YOUR TASK
Switch "military uniform" to "school uniform" throughout the data below and write out its lines again with nothing else altered. Leave the pictures out.

MATERIAL FOR THE TASK

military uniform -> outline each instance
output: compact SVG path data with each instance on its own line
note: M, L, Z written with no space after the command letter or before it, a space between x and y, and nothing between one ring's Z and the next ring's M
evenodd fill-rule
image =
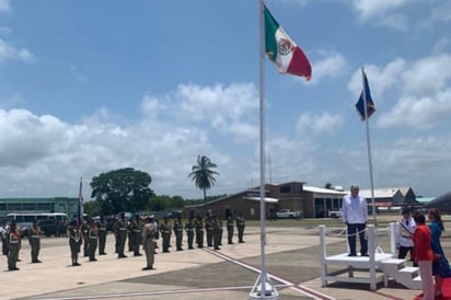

EXERCISE RESPONSE
school uniform -> outline each instance
output: compact SVG path data with each instance on its own line
note: M, L, Z written with no space after the command letter or before it, a space between x and y, and nothing between one ring's Z and the next ring's M
evenodd fill-rule
image =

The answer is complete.